● Instrucciones:
1. Reproduce del texto sobre los poemas de Sánchez Santiago el fragmento que empieza con "A la edad y" y sigue hasta "Ucrania al fondo).".
2. Según el texto sobre los poemas de Sánchez Santiago, ¿a quién está dedicado el poema "Niño entero que miro"?
3. Retoma el texto sobre los poemas de Sánchez Santiago y continúalo después de su última oración.

● Texto de estudio:
────
De lo menudo, diría Fermín Herrero, otro de su estirpe, se ocupa en “Utensilios”. “Valorar lo pequeño y lo inmediato es, seguramente, la mayor subversión que puede llevarse a cabo en este mundo tendente a la grandilocuencia y al rendimiento en todos los órdenes”, confesaba el poeta a Vicente Duque hace poco. En “Bastón” recuerda el de su padre. En “Exigua” se fija en “una grieta de la luz [que] / salta todavía sobre el aliento indeciso / de la noche”. En “Ventisca” deja paso al aforismo, a la súbita anotación: “Ventisca de palabras extraviadas que vuelan más allá de los moldes oscuros del pensamiento”. En “Viaje de invierno” defiende el frío (“al norte, al norte”, dice en oro poema) por lo mismo que en “Extenuación” se queja amargamente del calor: “Larga es la tarde y sus hirvientes itinerarios amarillos” (un versículo que evoca, a modo de homenaje, alguno de su maestro Gamoneda).
A la edad y sus indignidades destina poemas como “Desperfectos” (“criaturas entregadas al desgaste. // Eso somos. Tú, yo, todos. / Nada de permanencia”), “Comportamiento de los huesos” (“¿De qué avisan los huesos?”), “Los desentendimientos”, “Desvelado” y “Ante una ventana de febrero” (“Resistir. Ahora es resistir”, leemos, con la guerra de Ucrania al fondo).
“Poética de las inmediaciones” nos lleva “en busca de lo árido”, donde la ciudad termina y empieza el campo, lugares frecuentados por TSS en sus paseos, metáfora, en fin, de la vida y los seres. (Utensilios, bastones, fríos y calores, ventanas o extrarradios, no hace falta explicarlo, son metáforas o símbolos en manos de Sánchez Santiago, mucho más que meras realidades al uso.)
“Niño entero que miro” está escrito para su nieto Álex: “Tú que mejoras el mundo / solo porque estás vivo”. Tan cercano y conmovedor como el que dedica a su amigo Tomás Salvador (“te fuiste solo”).
────
Registros extraídos de un conjunto de datos
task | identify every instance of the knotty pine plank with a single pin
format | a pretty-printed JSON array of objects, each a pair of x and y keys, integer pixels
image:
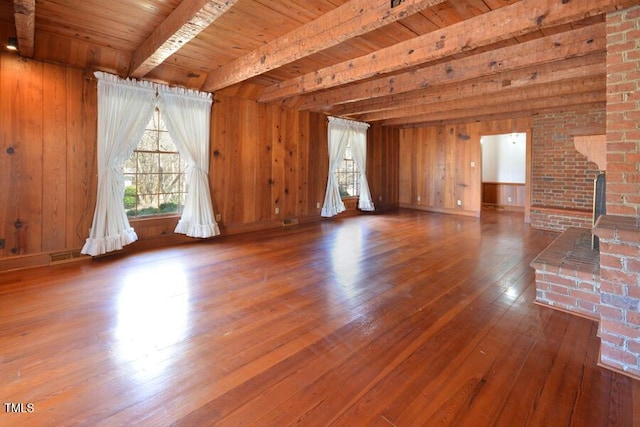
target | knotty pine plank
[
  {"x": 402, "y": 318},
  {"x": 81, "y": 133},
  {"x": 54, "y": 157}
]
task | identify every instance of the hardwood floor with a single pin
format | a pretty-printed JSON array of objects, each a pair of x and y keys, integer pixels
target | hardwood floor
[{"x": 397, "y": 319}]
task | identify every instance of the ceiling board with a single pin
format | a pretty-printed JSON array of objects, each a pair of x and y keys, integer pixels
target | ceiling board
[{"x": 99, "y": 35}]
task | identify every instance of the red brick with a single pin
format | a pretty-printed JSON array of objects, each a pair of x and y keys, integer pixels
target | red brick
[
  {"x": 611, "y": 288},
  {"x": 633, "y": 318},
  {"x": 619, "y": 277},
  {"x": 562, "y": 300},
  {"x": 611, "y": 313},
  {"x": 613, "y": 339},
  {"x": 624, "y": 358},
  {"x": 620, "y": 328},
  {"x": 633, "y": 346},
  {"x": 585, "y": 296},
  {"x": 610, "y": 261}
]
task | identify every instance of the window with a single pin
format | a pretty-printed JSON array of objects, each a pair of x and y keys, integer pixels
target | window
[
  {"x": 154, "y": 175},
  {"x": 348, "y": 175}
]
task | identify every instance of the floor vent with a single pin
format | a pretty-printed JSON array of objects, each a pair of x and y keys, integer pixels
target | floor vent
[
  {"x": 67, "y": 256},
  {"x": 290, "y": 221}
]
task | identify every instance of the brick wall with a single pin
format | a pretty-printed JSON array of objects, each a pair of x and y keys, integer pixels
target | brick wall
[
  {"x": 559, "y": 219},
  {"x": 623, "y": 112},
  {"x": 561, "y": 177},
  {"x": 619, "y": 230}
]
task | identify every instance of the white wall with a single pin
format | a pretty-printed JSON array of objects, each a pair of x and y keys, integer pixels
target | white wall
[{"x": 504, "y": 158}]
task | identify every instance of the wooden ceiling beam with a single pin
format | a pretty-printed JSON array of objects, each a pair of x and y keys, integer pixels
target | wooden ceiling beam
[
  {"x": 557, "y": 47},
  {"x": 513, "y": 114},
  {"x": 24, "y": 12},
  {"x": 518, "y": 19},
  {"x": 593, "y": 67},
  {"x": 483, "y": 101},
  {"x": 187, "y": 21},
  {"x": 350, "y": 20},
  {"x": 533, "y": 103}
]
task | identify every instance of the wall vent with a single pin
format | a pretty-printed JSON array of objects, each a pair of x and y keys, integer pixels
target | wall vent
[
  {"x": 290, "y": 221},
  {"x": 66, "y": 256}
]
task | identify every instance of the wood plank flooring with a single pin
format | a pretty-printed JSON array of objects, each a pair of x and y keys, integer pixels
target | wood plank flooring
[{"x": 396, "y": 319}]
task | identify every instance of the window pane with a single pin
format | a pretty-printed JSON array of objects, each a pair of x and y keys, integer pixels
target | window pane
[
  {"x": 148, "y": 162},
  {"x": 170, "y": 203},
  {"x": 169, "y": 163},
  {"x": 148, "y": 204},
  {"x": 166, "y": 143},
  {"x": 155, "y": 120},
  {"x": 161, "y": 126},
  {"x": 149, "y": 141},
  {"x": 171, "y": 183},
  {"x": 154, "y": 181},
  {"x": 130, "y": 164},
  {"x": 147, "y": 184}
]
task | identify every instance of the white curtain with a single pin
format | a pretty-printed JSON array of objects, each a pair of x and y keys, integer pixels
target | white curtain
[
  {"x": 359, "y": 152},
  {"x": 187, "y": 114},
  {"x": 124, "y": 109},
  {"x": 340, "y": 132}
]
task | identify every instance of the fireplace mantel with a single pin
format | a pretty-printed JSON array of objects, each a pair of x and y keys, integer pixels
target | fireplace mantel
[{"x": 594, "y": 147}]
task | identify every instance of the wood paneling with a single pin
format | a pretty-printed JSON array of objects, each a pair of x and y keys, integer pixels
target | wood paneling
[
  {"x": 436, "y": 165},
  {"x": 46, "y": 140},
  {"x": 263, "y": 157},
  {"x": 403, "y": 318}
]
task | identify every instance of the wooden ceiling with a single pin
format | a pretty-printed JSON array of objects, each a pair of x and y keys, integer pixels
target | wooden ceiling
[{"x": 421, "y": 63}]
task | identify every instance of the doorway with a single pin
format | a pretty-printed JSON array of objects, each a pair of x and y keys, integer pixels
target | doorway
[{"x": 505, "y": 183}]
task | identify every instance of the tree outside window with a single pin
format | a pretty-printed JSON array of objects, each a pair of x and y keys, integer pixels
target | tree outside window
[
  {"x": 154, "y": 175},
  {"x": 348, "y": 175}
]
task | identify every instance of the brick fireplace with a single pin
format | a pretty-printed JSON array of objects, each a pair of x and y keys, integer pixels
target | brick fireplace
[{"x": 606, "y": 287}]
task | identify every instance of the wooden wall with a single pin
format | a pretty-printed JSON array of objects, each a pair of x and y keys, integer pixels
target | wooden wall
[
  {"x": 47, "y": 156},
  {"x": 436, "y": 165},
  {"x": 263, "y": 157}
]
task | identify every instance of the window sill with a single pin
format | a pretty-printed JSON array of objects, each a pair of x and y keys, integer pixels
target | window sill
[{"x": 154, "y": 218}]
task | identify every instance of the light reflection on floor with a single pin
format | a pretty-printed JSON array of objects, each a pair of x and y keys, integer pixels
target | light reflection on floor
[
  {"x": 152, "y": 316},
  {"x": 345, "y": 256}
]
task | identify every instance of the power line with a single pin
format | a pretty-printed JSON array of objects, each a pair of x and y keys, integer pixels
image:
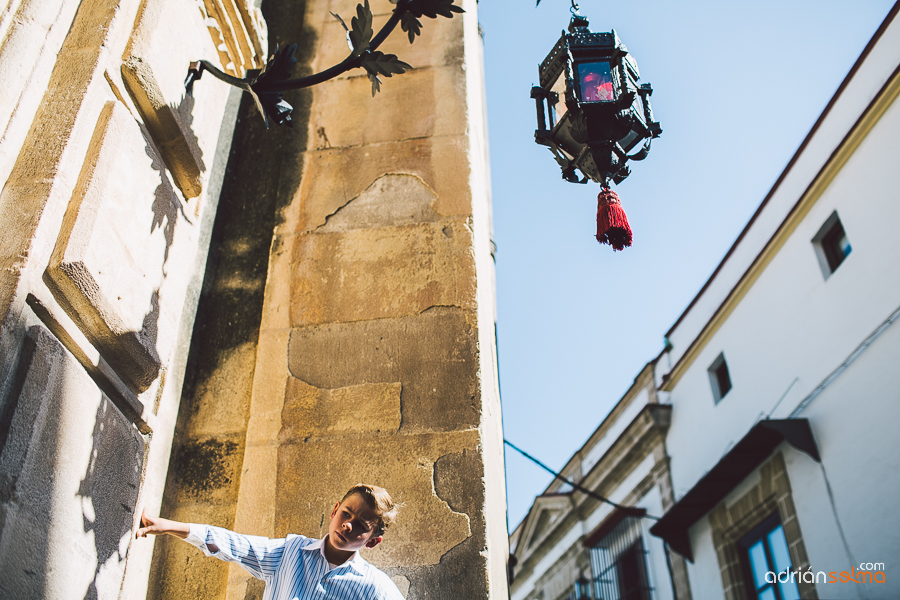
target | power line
────
● Respuestas por tarea:
1.
A la edad y sus indignidades destina poemas como “Desperfectos” (“criaturas entregadas al desgaste. // Eso somos. Tú, yo, todos. / Nada de permanencia”), “Comportamiento de los huesos” (“¿De qué avisan los huesos?”), “Los desentendimientos”, “Desvelado” y “Ante una ventana de febrero” (“Resistir. Ahora es resistir”, leemos, con la guerra de Ucrania al fondo).

2. A su nieto Álex.

3.
Los “Cuatro poemas de 2020” son “Pandemia” (“vigilar / lo invisible, como los poetas”, “y ahora que el mundo es un lugar extraño”), “Canción de ánimo” (“aunque oigas solo, ahí, el jadeo asustado / que a todos nos retiene / en la espesura atroz de nuestros domicilios”), “Himno de los adverbios turbios” (“el fervor ciego de vivir”) y “Especie de plegaria” (tú ampárame, / al menos que seas tú, // poesía”).
Hermosísimos me han parecido “Sitios donde cabe tu corazón” (“en el ojo solar de los imperdibles”) y “El que menos sabe”, que da título al libro: “Soy el que menos sabe. Todos me adelantaban. Vivo de preguntar”. “Eso es lo mío. // Esperar…”. “Qué oficio extraño este”. “Te aplauden por llorar”, concluye. A la extrañeza, por cierto, remite casi todo en la poesía de TSS, la forma más humilde de la perplejidad o del asombro.
“Territorio” habla del suyo, como en “Fervor”. De las “conversaciones con la cercanía”, del “triste señorío triste / de los prestigios”. “Mi patria, la única patria / que me importa / tiene la escasa estatura de lo inadvertido / y cabe en el relámpago de los párpados”. "Allí, “lo que sabe vivir a solas / y sin ruido”. Como su poesía. Como él.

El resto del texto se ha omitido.